There are some great impressions in the cast, particularly from Luke Theobald as Ghost of Christmas Past Margaret Thatcher. Brooking could have been a louder, bolder Cameron but he captures an element of the man in his gestures and general lack of humanity. Will Bridges is an amusing, though not particularly accurate Jeremy Corbyn but as this is a satire, his punditry can be excused. Jenny Wills as Cameron’s PA Bob Cratchett brings some grounded naturalism to this piece. She’s a lovely character, warm and family focused, with some good dialogue, but her performance style jars with the heightened delivery from the rest of the cast. It works to ground Cameron’s devastating policies in reality, but she could use some backup from other characters. As the play’s currently just under on hour, more down-at-heel, working people could easily be brought in to further emphasise the battle between the ridiculous politicians and celebrities, and the everyday man.

Having gone to a reading of The Xmas Carol about a month ago, the concept has developed quite a bit since then, but the structure could still use additional tightening and detail. More dialogue and exposition will help, particularly in the beginning and end. There are some genuinely funny moments and well-crafted scenes, but a brief resolution. The Tory criticism is relentless and mocking but also pointed and moving. Wiswell is certainly in the process of striking a good balance within the piece, but it needs just a bit more shaping.

=== What to work on ===
Write the next few sentences of the review of The Xmas Carol, picking up after its final line. You will not need the listing after this text.

=== Input data ===
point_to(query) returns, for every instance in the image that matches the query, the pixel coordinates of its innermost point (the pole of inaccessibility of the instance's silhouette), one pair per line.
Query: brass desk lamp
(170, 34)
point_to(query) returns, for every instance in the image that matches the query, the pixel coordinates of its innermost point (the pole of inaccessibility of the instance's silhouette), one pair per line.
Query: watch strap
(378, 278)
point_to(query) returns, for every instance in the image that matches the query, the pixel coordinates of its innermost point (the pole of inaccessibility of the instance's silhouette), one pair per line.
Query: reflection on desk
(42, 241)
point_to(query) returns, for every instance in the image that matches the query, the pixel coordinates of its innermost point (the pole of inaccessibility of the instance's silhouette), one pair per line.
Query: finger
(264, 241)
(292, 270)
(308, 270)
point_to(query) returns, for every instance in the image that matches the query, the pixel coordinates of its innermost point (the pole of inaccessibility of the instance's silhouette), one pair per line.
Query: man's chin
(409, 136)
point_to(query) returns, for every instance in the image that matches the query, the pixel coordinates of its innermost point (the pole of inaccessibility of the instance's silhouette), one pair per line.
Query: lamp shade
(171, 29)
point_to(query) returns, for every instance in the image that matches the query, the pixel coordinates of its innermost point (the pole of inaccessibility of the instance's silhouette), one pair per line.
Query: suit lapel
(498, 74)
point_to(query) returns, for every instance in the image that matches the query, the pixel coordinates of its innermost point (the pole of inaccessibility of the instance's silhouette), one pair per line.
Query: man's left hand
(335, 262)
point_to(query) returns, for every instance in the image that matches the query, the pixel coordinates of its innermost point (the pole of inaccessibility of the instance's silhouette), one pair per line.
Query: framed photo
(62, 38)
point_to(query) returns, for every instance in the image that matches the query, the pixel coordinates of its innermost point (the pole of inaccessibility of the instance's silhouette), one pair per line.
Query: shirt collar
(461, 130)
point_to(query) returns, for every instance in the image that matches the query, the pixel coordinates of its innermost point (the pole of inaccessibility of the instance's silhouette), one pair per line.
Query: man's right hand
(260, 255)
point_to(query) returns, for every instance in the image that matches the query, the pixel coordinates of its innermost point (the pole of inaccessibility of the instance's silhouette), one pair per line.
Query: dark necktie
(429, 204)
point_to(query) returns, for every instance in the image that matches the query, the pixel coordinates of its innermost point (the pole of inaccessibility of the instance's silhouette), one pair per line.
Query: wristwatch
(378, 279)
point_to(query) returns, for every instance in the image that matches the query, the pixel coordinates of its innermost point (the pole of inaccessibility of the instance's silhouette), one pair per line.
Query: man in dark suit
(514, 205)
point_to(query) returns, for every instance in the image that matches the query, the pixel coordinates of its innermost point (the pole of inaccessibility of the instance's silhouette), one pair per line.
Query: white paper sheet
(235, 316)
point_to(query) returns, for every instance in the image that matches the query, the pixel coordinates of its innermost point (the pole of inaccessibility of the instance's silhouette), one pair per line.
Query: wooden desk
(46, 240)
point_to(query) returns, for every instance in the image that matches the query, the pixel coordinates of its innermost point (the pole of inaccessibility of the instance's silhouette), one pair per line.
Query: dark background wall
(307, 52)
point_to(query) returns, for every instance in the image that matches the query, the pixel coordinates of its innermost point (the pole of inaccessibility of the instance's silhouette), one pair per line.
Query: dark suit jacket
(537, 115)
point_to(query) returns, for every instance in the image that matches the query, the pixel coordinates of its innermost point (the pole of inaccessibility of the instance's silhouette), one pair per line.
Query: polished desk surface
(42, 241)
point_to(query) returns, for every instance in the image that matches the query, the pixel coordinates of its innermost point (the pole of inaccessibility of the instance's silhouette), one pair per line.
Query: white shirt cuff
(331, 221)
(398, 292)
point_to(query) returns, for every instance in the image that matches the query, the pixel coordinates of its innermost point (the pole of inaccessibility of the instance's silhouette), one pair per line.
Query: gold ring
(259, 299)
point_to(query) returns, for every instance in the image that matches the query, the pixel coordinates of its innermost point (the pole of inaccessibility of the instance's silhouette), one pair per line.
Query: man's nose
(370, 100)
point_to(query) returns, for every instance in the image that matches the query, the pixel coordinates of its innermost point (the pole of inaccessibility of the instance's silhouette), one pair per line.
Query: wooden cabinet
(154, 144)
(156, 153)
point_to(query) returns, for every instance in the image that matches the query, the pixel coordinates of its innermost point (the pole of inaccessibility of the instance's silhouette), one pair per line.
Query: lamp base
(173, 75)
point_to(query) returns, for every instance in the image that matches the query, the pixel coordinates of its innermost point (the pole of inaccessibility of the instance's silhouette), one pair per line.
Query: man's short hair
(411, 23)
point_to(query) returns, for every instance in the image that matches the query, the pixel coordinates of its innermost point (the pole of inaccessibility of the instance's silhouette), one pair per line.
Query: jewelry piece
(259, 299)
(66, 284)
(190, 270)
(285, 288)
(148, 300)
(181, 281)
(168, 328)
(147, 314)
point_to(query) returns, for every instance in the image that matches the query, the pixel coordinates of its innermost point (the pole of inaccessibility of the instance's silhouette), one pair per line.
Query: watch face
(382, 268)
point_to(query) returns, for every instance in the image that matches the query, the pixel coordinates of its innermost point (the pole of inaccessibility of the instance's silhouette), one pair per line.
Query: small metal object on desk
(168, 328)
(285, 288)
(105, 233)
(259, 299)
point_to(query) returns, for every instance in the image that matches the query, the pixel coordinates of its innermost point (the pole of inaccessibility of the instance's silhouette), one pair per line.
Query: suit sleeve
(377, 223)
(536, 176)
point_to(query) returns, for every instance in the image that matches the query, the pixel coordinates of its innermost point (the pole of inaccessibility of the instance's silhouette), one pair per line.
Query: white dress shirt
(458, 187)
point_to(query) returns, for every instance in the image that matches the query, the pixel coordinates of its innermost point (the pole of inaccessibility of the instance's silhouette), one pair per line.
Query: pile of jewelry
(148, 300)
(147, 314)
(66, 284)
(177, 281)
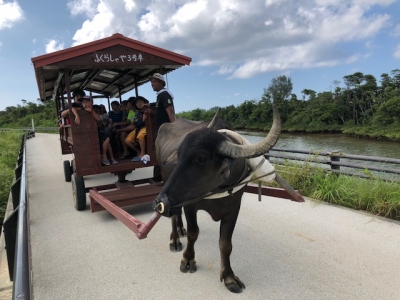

=== Result below ===
Both The Xmas Carol and No Villain are highly political, but in very different ways; the same can be said of many of the aforementioned productions. Sure, they’re not about Syrian civil war and refugees, but they focus on diverse, divisive issues relevant to contemporary life. Perhaps Cavendish needs to visit the fringe more: it’s where angry voices can express their views unfettered, without the burden of corporate sponsors and other such bureaucratic obstacles. These shows don’t have the high production values or years of development and funding that commercial theatre does, but political theatre on the fringe is some of the most raw, honest, relevant theatre I have seen this year.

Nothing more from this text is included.